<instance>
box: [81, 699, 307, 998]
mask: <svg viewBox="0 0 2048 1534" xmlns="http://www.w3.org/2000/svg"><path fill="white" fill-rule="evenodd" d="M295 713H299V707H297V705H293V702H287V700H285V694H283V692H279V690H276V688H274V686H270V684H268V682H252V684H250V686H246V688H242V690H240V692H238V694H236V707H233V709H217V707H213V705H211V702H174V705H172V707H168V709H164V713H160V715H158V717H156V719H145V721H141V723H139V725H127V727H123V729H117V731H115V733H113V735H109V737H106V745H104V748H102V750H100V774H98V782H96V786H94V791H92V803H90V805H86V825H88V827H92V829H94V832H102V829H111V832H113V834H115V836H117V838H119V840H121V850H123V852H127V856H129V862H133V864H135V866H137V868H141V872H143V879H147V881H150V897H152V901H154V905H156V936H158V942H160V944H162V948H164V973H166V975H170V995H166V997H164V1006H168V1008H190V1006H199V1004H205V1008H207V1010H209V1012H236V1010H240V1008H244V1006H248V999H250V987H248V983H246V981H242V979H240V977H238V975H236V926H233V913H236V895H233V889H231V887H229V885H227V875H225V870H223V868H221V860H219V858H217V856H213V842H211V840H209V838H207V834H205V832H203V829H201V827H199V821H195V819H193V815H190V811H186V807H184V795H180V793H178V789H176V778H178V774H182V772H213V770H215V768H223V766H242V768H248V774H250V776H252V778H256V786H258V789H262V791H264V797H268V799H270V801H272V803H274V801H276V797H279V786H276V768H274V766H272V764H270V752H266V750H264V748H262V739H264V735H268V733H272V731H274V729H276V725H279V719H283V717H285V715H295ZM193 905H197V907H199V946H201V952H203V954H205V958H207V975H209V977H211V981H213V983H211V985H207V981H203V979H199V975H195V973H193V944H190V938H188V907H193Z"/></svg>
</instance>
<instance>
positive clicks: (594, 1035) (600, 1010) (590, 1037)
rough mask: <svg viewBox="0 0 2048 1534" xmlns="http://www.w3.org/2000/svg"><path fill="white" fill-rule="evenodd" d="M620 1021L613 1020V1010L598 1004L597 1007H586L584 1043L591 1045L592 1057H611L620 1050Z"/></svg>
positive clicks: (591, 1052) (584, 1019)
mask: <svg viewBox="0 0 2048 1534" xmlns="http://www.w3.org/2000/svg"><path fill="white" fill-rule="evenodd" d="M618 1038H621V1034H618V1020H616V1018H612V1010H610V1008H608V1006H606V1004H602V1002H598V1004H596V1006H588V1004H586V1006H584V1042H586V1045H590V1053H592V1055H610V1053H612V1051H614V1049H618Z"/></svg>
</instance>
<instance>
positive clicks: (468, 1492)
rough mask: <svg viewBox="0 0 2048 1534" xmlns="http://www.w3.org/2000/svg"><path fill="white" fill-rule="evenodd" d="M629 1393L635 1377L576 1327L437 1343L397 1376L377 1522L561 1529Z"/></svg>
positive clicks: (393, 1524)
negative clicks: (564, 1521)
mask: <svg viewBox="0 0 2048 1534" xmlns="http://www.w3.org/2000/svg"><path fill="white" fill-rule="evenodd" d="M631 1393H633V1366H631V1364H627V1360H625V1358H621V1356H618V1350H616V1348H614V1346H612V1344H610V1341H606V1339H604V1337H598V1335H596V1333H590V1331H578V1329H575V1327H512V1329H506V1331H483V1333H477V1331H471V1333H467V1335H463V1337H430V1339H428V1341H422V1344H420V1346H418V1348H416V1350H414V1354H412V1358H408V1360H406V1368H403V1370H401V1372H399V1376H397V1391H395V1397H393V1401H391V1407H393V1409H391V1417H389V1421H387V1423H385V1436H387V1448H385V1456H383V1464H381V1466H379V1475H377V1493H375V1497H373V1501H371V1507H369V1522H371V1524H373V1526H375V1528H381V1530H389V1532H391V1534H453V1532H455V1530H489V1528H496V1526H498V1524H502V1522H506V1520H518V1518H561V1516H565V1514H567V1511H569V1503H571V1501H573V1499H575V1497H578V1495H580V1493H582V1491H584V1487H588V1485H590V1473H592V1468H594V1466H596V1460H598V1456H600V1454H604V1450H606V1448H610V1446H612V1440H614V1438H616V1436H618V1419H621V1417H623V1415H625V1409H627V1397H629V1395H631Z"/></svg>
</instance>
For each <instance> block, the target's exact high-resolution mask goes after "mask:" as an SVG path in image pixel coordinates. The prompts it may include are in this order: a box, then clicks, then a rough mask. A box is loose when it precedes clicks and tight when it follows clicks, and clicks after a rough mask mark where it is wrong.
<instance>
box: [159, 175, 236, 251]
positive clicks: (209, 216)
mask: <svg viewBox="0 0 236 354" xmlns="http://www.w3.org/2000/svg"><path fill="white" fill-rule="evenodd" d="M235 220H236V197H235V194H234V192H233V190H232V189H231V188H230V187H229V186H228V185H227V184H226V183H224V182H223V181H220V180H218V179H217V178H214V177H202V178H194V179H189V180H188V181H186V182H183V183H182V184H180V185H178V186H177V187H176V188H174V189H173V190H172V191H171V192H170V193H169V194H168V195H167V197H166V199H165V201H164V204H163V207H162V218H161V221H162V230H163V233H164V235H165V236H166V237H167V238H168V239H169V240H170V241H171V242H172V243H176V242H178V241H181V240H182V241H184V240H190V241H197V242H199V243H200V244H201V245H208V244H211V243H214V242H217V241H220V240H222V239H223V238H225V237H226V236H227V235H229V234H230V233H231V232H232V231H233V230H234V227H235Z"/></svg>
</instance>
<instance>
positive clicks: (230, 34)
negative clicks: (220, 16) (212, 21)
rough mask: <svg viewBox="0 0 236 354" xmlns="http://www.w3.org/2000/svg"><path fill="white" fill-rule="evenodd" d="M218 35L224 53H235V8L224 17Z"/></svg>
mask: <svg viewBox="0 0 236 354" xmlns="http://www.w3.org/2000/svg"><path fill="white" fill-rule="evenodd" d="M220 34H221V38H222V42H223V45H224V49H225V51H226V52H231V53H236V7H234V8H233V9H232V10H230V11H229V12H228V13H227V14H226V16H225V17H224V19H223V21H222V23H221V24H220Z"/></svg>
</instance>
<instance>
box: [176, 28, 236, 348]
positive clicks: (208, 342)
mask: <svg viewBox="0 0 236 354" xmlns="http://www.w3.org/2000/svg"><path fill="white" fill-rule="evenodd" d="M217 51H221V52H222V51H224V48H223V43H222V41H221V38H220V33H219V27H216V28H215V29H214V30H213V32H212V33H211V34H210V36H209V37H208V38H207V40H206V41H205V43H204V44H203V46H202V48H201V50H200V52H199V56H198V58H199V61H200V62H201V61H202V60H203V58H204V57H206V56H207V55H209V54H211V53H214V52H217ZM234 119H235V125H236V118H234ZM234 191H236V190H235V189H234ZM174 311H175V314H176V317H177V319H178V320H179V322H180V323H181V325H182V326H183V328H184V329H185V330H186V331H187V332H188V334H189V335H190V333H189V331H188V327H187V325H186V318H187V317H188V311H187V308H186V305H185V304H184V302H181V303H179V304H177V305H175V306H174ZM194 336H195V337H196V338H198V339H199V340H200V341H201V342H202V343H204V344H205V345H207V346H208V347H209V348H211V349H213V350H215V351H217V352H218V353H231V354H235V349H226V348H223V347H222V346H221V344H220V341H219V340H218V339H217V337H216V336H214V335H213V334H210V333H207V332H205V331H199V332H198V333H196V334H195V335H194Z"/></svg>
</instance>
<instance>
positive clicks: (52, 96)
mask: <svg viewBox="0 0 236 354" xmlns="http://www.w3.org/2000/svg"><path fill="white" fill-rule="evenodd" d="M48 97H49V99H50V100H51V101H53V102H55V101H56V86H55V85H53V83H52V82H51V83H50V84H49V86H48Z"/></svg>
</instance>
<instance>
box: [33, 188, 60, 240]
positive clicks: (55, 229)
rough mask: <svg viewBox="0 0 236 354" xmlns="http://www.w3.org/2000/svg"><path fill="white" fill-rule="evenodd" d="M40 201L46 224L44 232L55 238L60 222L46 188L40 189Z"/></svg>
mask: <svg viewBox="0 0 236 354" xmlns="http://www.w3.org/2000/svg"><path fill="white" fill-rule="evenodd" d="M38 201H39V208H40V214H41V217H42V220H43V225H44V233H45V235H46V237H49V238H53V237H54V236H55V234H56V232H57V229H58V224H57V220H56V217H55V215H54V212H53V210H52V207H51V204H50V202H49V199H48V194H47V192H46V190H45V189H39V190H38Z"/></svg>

------------------------------

*WHAT IS REQUIRED*.
Print exactly the lines above, between the one holding "positive clicks: (230, 34)" and the one holding "negative clicks: (220, 16) (212, 21)", inclusive, and nothing besides.

*FINISHED TASK*.
positive clicks: (230, 34)
negative clicks: (220, 16) (212, 21)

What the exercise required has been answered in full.